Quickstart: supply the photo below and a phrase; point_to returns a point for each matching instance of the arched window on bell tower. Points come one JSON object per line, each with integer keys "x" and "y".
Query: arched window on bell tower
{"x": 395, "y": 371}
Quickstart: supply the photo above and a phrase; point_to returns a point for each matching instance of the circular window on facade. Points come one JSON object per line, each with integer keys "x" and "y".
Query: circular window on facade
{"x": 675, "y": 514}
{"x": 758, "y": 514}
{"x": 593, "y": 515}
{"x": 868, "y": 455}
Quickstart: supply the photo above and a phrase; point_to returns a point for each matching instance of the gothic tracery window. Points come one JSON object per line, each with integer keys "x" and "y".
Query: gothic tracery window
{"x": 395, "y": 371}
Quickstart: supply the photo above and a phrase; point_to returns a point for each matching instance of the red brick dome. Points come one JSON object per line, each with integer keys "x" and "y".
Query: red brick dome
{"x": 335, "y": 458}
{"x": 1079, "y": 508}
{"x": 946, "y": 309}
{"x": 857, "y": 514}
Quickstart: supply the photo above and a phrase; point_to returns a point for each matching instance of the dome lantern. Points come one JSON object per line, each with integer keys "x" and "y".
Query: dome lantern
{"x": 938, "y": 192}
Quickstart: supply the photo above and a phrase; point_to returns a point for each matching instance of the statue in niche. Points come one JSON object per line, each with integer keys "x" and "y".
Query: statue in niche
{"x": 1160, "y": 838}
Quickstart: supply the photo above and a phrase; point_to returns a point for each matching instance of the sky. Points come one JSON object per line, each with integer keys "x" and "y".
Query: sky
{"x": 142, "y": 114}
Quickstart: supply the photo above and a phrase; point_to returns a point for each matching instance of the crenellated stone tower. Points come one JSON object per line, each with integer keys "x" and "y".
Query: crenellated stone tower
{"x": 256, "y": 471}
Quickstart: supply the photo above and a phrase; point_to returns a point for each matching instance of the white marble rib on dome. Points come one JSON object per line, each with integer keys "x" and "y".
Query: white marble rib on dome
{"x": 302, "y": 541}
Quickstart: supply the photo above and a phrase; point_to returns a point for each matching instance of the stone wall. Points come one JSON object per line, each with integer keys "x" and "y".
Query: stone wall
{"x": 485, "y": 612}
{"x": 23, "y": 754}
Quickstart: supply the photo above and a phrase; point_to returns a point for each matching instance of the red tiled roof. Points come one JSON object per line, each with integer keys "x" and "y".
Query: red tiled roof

========================

● DIRECTIONS FOR THIS TASK: Write the lines out verbatim, from the one with "of the dome" through the last line of the entries, and stop there.

● WRITTEN SOLUTION:
Quickstart: supply the photo above and a phrase; point_to returns a point for each matching instance of the dome lantern. Points come one JSON object per line, each with integer keys "x" and "y".
Query: dome lantern
{"x": 938, "y": 192}
Quickstart: supply the photo above and a phrase; point_to returns a point for each matching instance of the statue in niche. Points come one JSON object per line, each with integer keys "x" and "y".
Query: statue in niche
{"x": 1160, "y": 838}
Quickstart: supply the photo above and a phrase; point_to returns a point for each matching instance of the sky. Points come one JSON object per line, each with integer keys "x" and "y".
Query: sky
{"x": 142, "y": 114}
Quickstart: supply the photo above and a phrase; point_to returns a point for each matching instance of the crenellated stone tower. Points come one JSON object per line, each with integer keys "x" and "y".
Query: crenellated stone tower
{"x": 256, "y": 471}
Quickstart: supply the photo above and a phrase; point_to returns a point for each matching instance of the white marble rib on dome. Points come one JSON object per line, each with integer keys "x" and "y".
Query: white marble rib on dome
{"x": 302, "y": 541}
Quickstart: supply the photo above and a phrase; point_to returns a point for each matching instance of the stone wall. Points come one JSON object per line, each with integer keys "x" and "y".
Query: stone wall
{"x": 485, "y": 612}
{"x": 23, "y": 754}
Quickstart: supply the photo above and a phrase; point_to returns a point for each matching instance of the red tiled roof. Points come one JSON object per line, each with integer keys "x" and "y".
Query: red tiled roof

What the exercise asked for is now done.